- [WHAT IS NEEDED]:
A faithful transcript of all the lines below, with no pictures, is the goal here.

Top of MATERIAL SUPPLIED

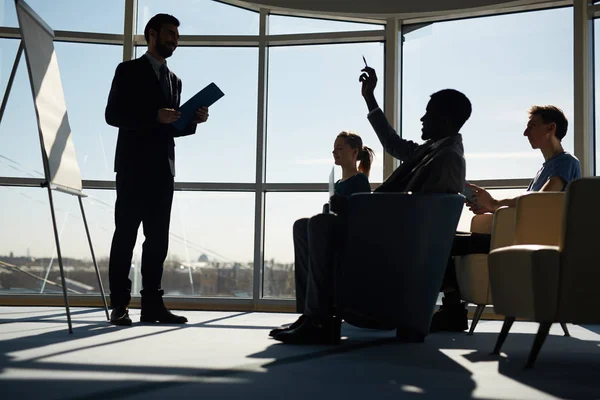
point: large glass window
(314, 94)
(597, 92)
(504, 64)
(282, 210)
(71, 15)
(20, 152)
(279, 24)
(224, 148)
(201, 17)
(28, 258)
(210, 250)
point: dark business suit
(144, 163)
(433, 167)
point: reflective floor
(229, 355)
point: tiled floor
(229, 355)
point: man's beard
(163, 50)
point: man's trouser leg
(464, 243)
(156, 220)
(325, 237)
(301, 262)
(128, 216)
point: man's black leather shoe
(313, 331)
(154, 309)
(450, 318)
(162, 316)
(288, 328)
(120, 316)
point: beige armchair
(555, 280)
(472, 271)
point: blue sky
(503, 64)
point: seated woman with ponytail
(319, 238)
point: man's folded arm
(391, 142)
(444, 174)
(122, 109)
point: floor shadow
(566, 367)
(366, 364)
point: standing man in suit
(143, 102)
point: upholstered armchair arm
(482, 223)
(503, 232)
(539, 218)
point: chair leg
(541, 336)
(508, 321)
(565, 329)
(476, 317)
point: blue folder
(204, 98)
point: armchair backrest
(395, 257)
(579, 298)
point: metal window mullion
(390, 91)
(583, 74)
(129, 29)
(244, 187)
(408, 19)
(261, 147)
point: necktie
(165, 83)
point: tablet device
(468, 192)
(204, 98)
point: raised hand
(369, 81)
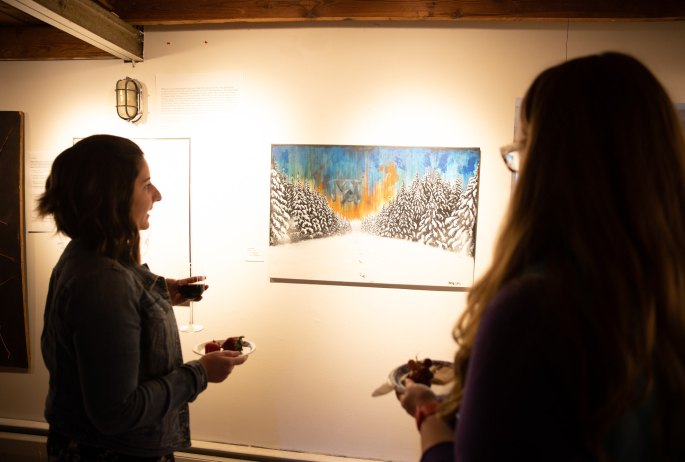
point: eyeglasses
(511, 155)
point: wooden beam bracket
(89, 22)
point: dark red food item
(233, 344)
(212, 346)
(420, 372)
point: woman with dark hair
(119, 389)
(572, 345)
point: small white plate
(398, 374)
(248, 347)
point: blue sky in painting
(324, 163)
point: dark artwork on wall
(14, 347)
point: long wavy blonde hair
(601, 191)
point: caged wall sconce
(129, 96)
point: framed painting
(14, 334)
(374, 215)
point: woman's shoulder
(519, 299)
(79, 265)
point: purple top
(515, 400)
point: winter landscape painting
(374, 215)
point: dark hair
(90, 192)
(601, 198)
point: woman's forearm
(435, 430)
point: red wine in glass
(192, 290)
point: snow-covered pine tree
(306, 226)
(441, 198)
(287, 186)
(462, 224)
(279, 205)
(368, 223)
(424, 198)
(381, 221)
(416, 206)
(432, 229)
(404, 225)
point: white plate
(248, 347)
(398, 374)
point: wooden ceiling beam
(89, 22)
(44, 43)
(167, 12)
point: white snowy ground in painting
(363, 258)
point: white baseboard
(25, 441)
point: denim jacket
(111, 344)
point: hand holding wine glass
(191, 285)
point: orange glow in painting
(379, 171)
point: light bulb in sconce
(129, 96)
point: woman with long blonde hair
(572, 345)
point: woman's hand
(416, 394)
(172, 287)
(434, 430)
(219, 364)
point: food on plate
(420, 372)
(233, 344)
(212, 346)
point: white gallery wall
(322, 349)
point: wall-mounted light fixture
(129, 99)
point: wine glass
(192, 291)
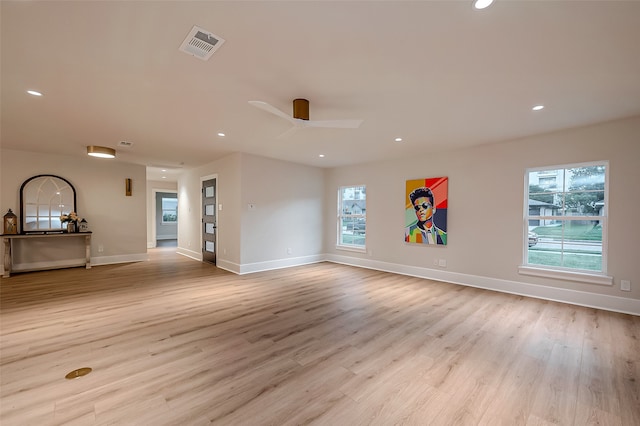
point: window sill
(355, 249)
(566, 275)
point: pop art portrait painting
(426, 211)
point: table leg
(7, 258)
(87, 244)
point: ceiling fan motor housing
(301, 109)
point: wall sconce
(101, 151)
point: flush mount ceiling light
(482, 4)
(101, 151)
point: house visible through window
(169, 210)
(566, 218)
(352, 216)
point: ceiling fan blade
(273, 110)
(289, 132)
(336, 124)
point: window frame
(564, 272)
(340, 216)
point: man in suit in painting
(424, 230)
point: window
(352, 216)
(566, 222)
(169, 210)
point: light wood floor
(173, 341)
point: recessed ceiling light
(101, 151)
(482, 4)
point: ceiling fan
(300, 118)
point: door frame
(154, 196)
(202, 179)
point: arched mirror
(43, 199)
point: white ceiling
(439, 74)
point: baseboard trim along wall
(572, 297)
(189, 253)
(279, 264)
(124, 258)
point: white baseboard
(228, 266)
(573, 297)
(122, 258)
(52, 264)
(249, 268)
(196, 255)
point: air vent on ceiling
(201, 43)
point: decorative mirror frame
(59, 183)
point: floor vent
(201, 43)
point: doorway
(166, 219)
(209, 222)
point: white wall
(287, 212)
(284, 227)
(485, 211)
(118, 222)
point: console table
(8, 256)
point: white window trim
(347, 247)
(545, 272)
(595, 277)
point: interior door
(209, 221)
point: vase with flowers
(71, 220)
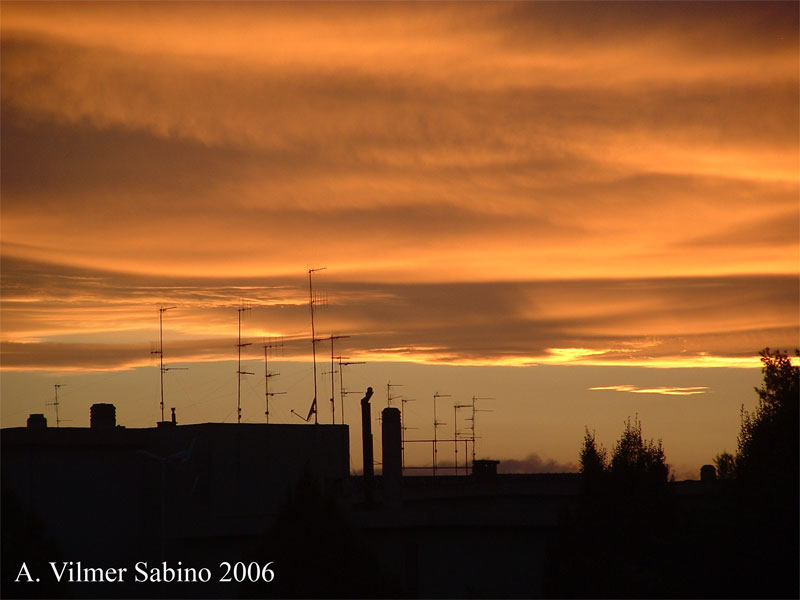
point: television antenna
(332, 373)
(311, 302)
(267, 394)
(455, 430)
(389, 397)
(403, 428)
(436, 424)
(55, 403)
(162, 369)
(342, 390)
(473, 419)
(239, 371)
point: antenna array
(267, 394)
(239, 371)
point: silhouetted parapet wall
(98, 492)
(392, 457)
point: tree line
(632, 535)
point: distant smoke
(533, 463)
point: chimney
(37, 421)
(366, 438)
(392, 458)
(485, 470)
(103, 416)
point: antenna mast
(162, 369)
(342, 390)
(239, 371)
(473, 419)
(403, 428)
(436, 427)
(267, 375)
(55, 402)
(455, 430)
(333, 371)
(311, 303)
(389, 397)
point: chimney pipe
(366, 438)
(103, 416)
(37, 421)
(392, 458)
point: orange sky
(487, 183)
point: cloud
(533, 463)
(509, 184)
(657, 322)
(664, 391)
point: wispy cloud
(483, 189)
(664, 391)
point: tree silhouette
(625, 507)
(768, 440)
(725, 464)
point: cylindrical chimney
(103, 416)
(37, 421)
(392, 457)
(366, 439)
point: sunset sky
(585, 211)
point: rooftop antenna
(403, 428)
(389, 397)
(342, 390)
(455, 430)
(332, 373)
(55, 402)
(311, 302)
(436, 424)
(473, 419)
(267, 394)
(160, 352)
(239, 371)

Bottom of MATERIAL SUPPLIED

- [REPLY TO THE TASK]:
point: large glass window
(314, 94)
(597, 92)
(504, 64)
(282, 210)
(71, 15)
(20, 152)
(279, 24)
(224, 148)
(201, 17)
(28, 258)
(210, 250)
point: dark business suit
(144, 163)
(433, 167)
point: reflective floor
(229, 355)
point: tiled floor
(229, 355)
point: man's beard
(163, 50)
point: man's trouser leg
(464, 243)
(156, 220)
(325, 237)
(301, 262)
(128, 216)
point: man's black leather shoe
(313, 331)
(154, 309)
(450, 318)
(162, 316)
(288, 328)
(120, 316)
point: beige armchair
(555, 280)
(472, 271)
point: blue sky
(503, 64)
point: seated woman with ponytail
(319, 238)
point: man's folded arm
(391, 142)
(444, 174)
(122, 109)
point: floor shadow
(566, 367)
(366, 364)
point: standing man in suit
(143, 102)
point: upholstered armchair arm
(482, 223)
(503, 232)
(539, 218)
point: chair leg
(541, 336)
(508, 321)
(565, 329)
(476, 317)
point: blue folder
(204, 98)
point: armchair backrest
(395, 257)
(579, 298)
point: metal window mullion
(390, 91)
(583, 74)
(129, 29)
(244, 187)
(408, 19)
(261, 147)
point: necktie
(165, 83)
point: tablet device
(468, 192)
(204, 98)
point: raised hand
(369, 81)
point: eyeglasses
(511, 155)
point: wooden beam bracket
(89, 22)
point: dark red food item
(233, 344)
(212, 346)
(420, 372)
point: woman with dark hair
(119, 389)
(572, 345)
point: small white plate
(398, 374)
(248, 347)
point: blue sky in painting
(324, 163)
point: dark artwork on wall
(14, 347)
point: long wavy blonde hair
(601, 191)
point: caged wall sconce
(129, 96)
point: framed painting
(14, 334)
(374, 215)
point: woman's shoulder
(519, 299)
(79, 265)
point: purple top
(515, 400)
point: winter landscape painting
(374, 215)
point: dark hair
(90, 192)
(601, 198)
point: woman's forearm
(435, 430)
point: red wine in glass
(192, 290)
point: snow-covered pine tree
(306, 226)
(441, 198)
(287, 186)
(462, 224)
(279, 205)
(368, 223)
(424, 198)
(381, 221)
(416, 206)
(432, 229)
(404, 225)
point: white plate
(248, 347)
(398, 374)
point: wooden ceiling beam
(89, 22)
(44, 43)
(167, 12)
point: white snowy ground in painting
(363, 258)
point: white baseboard
(25, 441)
point: denim jacket
(111, 344)
point: hand holding wine glass
(191, 285)
point: orange glow in painting
(379, 171)
point: light bulb in sconce
(129, 96)
point: woman with long blonde hair
(572, 345)
point: woman's hand
(416, 394)
(172, 287)
(434, 430)
(219, 364)
point: food on plate
(420, 372)
(233, 344)
(212, 346)
point: white gallery wall
(322, 349)
point: wall-mounted light fixture
(129, 99)
point: wine glass
(192, 291)
point: window sill
(355, 249)
(566, 275)
point: pop art portrait painting
(426, 211)
point: table leg
(7, 258)
(87, 244)
point: ceiling fan motor housing
(301, 109)
point: wall sconce
(101, 151)
point: flush mount ceiling light
(482, 4)
(101, 151)
point: house visible through window
(169, 210)
(566, 218)
(352, 216)
point: ceiling fan blade
(273, 110)
(289, 132)
(336, 124)
point: window frame
(564, 272)
(340, 216)
point: man in suit in painting
(424, 230)
point: window
(352, 216)
(566, 222)
(169, 210)
point: light wood floor
(173, 341)
point: recessed ceiling light
(101, 151)
(482, 4)
point: ceiling fan
(300, 118)
point: door frame
(154, 196)
(202, 179)
point: arched mirror
(43, 199)
point: white ceiling
(439, 74)
point: baseboard trim along wall
(572, 297)
(189, 253)
(279, 264)
(124, 258)
point: white baseboard
(228, 266)
(573, 297)
(122, 258)
(52, 264)
(249, 268)
(196, 255)
point: air vent on ceiling
(201, 43)
point: decorative mirror frame
(59, 183)
point: floor vent
(201, 43)
point: doorway
(166, 219)
(209, 222)
point: white wall
(287, 212)
(284, 227)
(485, 211)
(118, 222)
point: console table
(8, 256)
point: white window trim
(347, 247)
(545, 272)
(595, 277)
point: interior door
(209, 221)
point: vase with flowers
(71, 220)
point: television antenna
(332, 373)
(311, 302)
(267, 394)
(455, 430)
(389, 397)
(403, 428)
(436, 424)
(55, 403)
(162, 369)
(342, 390)
(473, 419)
(239, 371)
point: antenna array
(267, 394)
(239, 371)
point: silhouetted parapet wall
(98, 492)
(392, 457)
point: tree line
(632, 535)
point: distant smoke
(533, 463)
point: chimney
(37, 421)
(366, 438)
(392, 458)
(485, 470)
(103, 416)
point: antenna mast
(162, 369)
(342, 390)
(239, 371)
(473, 419)
(403, 428)
(436, 427)
(267, 375)
(55, 402)
(455, 430)
(333, 371)
(311, 303)
(389, 397)
point: chimney pipe
(366, 438)
(103, 416)
(37, 421)
(392, 458)
point: orange sky
(487, 183)
point: cloud
(533, 463)
(509, 184)
(657, 322)
(664, 391)
point: wispy cloud
(483, 189)
(664, 391)
point: tree silhouette
(625, 507)
(768, 440)
(725, 464)
point: cylindrical chimney
(103, 416)
(37, 421)
(392, 457)
(366, 439)
point: sunset sky
(585, 211)
point: rooftop antenna
(403, 428)
(389, 397)
(342, 390)
(455, 430)
(332, 373)
(55, 402)
(311, 302)
(436, 424)
(473, 419)
(267, 394)
(160, 352)
(239, 371)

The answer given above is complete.